§ **Problem statement**
Below are some records: retype them all exactly, but not the pictures.

§ **Information provided**
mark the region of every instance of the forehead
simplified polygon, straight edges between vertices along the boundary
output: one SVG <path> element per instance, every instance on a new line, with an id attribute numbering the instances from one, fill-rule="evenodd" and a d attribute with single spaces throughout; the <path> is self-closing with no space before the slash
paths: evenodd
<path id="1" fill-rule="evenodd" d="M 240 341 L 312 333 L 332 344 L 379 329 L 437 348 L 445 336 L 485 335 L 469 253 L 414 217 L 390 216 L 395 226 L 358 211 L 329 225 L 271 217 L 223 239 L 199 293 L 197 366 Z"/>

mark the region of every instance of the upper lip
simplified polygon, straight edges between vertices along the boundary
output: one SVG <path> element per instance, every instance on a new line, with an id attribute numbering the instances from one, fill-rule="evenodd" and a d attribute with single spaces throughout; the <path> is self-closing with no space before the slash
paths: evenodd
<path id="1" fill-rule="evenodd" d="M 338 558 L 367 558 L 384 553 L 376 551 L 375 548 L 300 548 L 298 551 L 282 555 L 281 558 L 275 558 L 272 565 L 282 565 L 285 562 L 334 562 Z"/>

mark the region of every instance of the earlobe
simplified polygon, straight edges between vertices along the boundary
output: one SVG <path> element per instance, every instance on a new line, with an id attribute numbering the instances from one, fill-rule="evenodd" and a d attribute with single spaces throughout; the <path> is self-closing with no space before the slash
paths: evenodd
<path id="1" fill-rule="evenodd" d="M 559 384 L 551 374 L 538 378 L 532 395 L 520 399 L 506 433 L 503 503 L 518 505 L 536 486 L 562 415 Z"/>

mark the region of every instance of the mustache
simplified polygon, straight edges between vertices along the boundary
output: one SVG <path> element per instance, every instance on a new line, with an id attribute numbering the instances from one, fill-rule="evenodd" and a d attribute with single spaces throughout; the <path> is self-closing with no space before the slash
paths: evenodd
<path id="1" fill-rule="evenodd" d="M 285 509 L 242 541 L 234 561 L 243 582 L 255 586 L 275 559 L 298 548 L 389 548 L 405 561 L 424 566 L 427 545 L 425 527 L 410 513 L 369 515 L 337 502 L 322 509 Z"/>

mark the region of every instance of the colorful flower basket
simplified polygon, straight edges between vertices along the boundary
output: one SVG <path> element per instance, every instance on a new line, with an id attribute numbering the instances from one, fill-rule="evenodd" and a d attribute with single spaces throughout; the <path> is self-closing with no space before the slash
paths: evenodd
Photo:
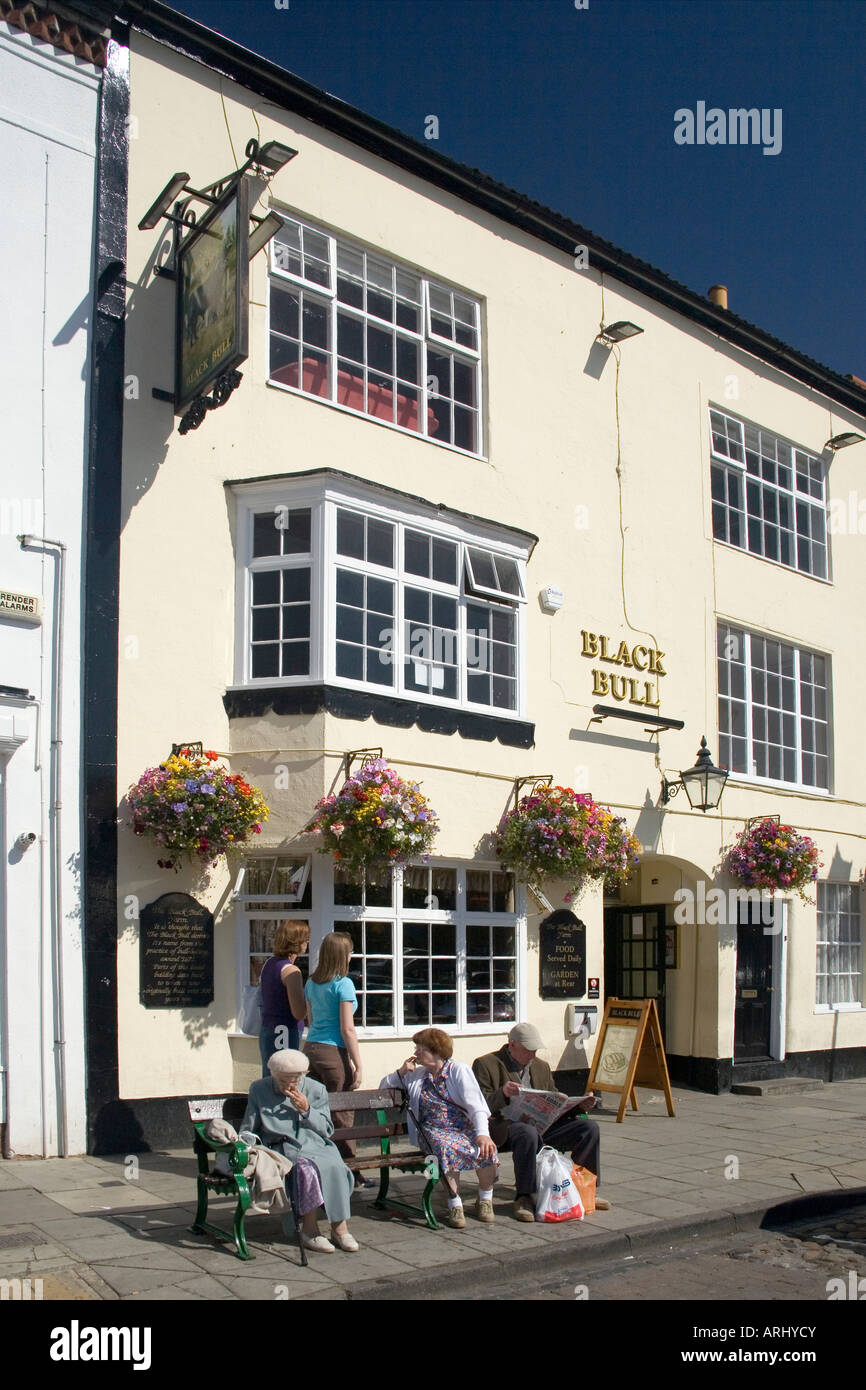
<path id="1" fill-rule="evenodd" d="M 439 821 L 415 782 L 404 782 L 383 758 L 350 777 L 337 796 L 325 796 L 307 826 L 322 836 L 321 854 L 347 869 L 405 864 L 426 857 Z"/>
<path id="2" fill-rule="evenodd" d="M 591 796 L 541 786 L 502 817 L 496 853 L 503 868 L 532 888 L 545 879 L 566 879 L 570 901 L 593 879 L 603 879 L 608 892 L 625 883 L 639 862 L 640 842 L 622 817 Z"/>
<path id="3" fill-rule="evenodd" d="M 792 889 L 811 902 L 809 887 L 818 877 L 818 846 L 793 825 L 772 817 L 746 826 L 722 859 L 722 868 L 746 888 Z"/>
<path id="4" fill-rule="evenodd" d="M 270 815 L 258 787 L 241 774 L 215 766 L 211 750 L 191 757 L 172 753 L 159 767 L 149 767 L 129 788 L 130 824 L 136 835 L 150 835 L 166 852 L 161 869 L 176 869 L 177 860 L 212 859 L 261 833 Z"/>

§ **Written response**
mark the region of every instance of the forehead
simplified polygon, straight edges between vertices along the boundary
output: one SVG <path> element per instance, every instance on a new line, with an id attribute numbering the instances from one, fill-rule="evenodd" and a d attribute with single spaces throughout; the <path> is self-closing with no space before the slash
paths: evenodd
<path id="1" fill-rule="evenodd" d="M 240 341 L 312 333 L 332 344 L 379 329 L 437 348 L 445 336 L 485 335 L 469 253 L 414 217 L 390 216 L 395 226 L 358 211 L 329 225 L 271 217 L 223 239 L 199 293 L 197 366 Z"/>

mark the region of every instance of the upper lip
simplified polygon, straight edges between vertices along the boundary
output: one SVG <path> element per instance, every instance on a new line, with an id attribute numbering the instances from one, fill-rule="evenodd" and a d attribute with single spaces throughout; the <path> is self-closing with no space before the slash
paths: evenodd
<path id="1" fill-rule="evenodd" d="M 338 558 L 367 558 L 384 553 L 376 551 L 375 548 L 300 548 L 298 551 L 282 555 L 281 558 L 275 558 L 272 565 L 282 565 L 285 562 L 334 562 Z"/>

mark the region of every instance of the earlobe
simplified polygon, straight edges between vertices along the boundary
output: one SVG <path> element per instance, every instance on a new line, with an id attribute numbering the instances from one, fill-rule="evenodd" and a d attribute with single spaces throughout; the <path> is self-closing with no space before the slash
paths: evenodd
<path id="1" fill-rule="evenodd" d="M 559 384 L 551 374 L 538 378 L 532 395 L 520 399 L 506 433 L 503 503 L 518 505 L 536 486 L 562 415 Z"/>

mark the region of every instance of the mustache
simplified polygon, straight edges between vertices along the boundary
output: one SVG <path> element per instance, every instance on a new line, with an id attribute numbering the instances from one, fill-rule="evenodd" and a d attribute with single spaces throughout; the <path> is self-closing with no space before the slash
paths: evenodd
<path id="1" fill-rule="evenodd" d="M 285 509 L 242 541 L 234 561 L 243 582 L 255 586 L 275 559 L 298 548 L 389 548 L 405 561 L 424 566 L 427 545 L 425 527 L 410 513 L 369 515 L 337 502 L 322 509 Z"/>

mark the region of every instance of the colorful flower basket
simplified polygon, straight edges between vertices along the boundary
output: one SVG <path> element per instance, every instance on a new line, with an id attribute numbering the instances from one, fill-rule="evenodd" and a d attribute with single spaces throughout; the <path> is self-closing with no space before the slash
paths: evenodd
Photo:
<path id="1" fill-rule="evenodd" d="M 439 821 L 415 782 L 404 782 L 383 758 L 350 777 L 337 796 L 325 796 L 307 826 L 322 836 L 321 854 L 347 869 L 405 864 L 426 857 Z"/>
<path id="2" fill-rule="evenodd" d="M 591 796 L 541 786 L 502 817 L 496 853 L 503 868 L 532 888 L 545 879 L 566 879 L 570 901 L 593 879 L 603 879 L 608 892 L 625 883 L 639 862 L 640 842 L 622 817 Z"/>
<path id="3" fill-rule="evenodd" d="M 792 889 L 811 902 L 809 887 L 818 877 L 818 846 L 793 825 L 772 817 L 746 826 L 722 859 L 722 868 L 746 888 Z"/>
<path id="4" fill-rule="evenodd" d="M 270 815 L 258 787 L 241 774 L 215 766 L 211 750 L 191 757 L 172 753 L 159 767 L 149 767 L 129 788 L 130 824 L 136 835 L 150 835 L 166 852 L 161 869 L 176 869 L 177 860 L 212 859 L 261 833 Z"/>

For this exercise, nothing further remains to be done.